> _STATED EXERCISE_
Reproduce the data below verbatim, from its first line through the line containing "356,85 -> 422,146", with both of those lines included.

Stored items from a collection
--- start ---

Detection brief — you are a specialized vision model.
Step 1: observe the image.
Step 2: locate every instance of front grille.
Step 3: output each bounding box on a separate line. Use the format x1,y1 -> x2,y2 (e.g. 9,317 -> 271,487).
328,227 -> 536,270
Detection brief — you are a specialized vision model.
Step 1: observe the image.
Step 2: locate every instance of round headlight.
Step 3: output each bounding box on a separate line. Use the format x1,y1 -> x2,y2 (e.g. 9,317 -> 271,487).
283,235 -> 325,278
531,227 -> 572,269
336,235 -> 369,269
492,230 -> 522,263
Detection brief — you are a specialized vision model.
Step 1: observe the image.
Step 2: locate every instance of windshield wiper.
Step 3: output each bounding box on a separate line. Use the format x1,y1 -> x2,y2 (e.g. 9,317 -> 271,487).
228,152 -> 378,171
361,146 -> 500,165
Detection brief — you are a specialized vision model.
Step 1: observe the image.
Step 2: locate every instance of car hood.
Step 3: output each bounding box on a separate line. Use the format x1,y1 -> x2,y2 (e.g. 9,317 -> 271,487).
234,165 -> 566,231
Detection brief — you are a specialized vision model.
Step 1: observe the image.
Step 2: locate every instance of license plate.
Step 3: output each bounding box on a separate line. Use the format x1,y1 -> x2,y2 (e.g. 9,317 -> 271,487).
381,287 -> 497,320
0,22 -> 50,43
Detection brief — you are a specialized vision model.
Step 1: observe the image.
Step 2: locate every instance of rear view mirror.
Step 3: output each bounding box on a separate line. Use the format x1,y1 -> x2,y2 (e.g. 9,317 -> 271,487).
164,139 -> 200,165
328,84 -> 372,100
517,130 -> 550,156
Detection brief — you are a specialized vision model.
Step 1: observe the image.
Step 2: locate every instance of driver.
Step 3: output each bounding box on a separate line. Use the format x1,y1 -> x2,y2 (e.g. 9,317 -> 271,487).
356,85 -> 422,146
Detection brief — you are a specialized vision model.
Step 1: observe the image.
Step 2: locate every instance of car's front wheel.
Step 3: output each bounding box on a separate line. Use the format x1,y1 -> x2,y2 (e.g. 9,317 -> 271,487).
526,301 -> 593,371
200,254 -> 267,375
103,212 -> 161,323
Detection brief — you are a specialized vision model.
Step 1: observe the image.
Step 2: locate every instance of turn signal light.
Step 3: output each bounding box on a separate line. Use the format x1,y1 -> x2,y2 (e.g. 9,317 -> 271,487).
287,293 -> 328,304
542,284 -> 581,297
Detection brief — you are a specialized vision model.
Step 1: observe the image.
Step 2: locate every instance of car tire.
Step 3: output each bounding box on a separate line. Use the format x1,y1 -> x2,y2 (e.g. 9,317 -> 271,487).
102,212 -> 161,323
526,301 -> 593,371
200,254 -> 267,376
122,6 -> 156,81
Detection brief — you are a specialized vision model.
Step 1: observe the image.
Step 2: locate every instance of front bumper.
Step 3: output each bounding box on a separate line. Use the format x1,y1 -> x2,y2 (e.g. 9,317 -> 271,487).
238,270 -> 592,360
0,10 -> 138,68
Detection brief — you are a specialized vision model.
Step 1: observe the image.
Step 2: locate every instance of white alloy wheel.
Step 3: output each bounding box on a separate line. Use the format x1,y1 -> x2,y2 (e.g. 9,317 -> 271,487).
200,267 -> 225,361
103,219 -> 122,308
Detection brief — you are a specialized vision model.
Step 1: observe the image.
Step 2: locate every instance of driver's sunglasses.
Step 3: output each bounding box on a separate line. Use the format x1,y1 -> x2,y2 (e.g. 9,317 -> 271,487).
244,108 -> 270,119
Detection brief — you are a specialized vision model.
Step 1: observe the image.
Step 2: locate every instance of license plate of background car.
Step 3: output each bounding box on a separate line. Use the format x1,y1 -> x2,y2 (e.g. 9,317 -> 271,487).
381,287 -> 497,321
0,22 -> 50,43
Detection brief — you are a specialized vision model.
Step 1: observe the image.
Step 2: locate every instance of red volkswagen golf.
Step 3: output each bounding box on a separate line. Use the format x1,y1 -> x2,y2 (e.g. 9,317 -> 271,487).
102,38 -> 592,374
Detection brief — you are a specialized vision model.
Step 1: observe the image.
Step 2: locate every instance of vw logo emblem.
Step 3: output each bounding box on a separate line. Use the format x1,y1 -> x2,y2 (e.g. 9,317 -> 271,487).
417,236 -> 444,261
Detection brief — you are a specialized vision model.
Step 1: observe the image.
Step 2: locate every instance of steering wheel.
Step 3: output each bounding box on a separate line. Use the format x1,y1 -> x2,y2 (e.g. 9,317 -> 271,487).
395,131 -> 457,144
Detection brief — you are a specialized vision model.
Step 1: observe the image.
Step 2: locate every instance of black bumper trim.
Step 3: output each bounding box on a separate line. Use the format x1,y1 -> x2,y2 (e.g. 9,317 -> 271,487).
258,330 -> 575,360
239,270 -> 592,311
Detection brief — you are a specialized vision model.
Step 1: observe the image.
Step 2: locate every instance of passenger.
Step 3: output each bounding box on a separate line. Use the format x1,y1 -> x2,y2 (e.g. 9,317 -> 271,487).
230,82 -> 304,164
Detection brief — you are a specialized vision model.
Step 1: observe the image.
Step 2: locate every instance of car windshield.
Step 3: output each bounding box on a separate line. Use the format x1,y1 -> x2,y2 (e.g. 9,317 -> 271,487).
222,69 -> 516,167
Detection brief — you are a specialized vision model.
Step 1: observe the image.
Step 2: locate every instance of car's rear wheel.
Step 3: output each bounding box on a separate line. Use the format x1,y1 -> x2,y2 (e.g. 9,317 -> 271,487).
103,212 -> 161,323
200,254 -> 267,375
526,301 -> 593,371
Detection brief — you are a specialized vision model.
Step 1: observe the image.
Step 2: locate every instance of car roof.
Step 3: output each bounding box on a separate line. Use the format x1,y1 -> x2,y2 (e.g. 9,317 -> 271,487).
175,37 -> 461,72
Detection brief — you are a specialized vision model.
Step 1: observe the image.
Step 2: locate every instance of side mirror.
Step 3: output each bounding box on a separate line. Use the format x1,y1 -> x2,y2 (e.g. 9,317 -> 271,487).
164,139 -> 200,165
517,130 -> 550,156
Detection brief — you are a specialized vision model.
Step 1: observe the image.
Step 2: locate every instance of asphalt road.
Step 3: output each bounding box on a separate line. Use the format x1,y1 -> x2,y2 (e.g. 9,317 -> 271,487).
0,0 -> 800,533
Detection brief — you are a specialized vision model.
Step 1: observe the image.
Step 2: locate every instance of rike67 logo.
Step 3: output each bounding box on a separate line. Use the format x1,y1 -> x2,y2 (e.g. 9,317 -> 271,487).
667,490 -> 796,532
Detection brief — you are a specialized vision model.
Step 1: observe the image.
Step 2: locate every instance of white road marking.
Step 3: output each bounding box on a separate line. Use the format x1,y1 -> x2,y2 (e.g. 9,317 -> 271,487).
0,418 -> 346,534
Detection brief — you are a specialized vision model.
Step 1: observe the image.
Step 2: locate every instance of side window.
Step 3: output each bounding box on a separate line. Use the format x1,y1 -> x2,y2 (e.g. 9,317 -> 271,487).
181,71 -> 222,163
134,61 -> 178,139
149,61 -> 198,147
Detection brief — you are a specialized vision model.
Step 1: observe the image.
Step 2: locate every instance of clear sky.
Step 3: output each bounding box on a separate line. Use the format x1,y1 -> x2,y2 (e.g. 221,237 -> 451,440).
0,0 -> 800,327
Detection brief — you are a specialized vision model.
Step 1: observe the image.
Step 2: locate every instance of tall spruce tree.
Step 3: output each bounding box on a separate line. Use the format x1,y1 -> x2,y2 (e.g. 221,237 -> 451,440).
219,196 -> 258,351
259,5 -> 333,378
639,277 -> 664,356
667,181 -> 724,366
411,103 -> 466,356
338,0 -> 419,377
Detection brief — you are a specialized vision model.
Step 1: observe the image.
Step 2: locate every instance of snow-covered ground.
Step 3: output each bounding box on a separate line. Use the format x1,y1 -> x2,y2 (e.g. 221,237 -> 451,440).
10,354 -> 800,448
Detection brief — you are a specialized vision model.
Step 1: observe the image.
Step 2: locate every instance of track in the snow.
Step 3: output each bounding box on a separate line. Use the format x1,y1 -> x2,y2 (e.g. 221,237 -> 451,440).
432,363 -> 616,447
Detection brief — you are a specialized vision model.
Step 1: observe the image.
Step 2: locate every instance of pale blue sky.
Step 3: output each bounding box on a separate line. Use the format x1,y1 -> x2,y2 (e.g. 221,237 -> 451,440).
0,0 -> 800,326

--- end ---

> _COMPLETE RESPONSE_
Detection brief — you are a specialized vision model.
Step 1: observe the image.
Step 2: locate every instance of front grille.
Step 3: output each bounding box on a separate line. Use the format x1,y1 -> x2,y2 (e.g. 9,317 -> 271,487).
328,227 -> 536,270
Detection brief — you are a specialized vision model.
Step 1: observe the image.
Step 2: locate every instance of round headlight.
Step 3: output each bounding box on a separate line. Use the format x1,y1 -> x2,y2 (e.g. 9,317 -> 271,487).
283,235 -> 325,278
531,227 -> 572,269
336,235 -> 369,269
492,230 -> 522,263
Detection brief — you are a specialized vision model.
Step 1: observe the image.
Step 2: locate every instance of windshield wiper.
Step 3: output each bounding box on a separate line. Use the format x1,y1 -> x2,y2 (e.g. 9,317 -> 271,487).
228,152 -> 378,171
361,146 -> 500,165
Detection brief — you are a specialized vision model.
Step 1: observe the image.
Step 2: locate every instance of car hood.
Step 3: output each bounding box on a separate line. Use the format x1,y1 -> x2,y2 (e.g. 9,317 -> 271,487).
234,165 -> 566,231
Detection brief — you are a specialized vision model.
Step 1: observe the image.
Step 2: locate every instance of license plate.
Step 3: output each bounding box on a separate line. Use the format x1,y1 -> x2,y2 (e.g. 9,317 -> 271,487).
381,287 -> 497,320
0,22 -> 50,43
Detection brief — you are a specialized vision model.
Step 1: observe the image.
Step 2: locate every instance of rear view mirror.
Step 3: output each bounding box on a separate line. Use the format x1,y1 -> x2,y2 (e.g. 9,317 -> 271,487).
164,139 -> 200,165
328,84 -> 372,100
517,130 -> 550,156
Detection brief — you are a specialized vision model.
Step 1: observe the image.
Step 2: locate every instance of driver.
Step 3: output each bounding box on a separate line. Use the format x1,y1 -> x2,y2 (e.g. 9,317 -> 271,487).
356,85 -> 422,146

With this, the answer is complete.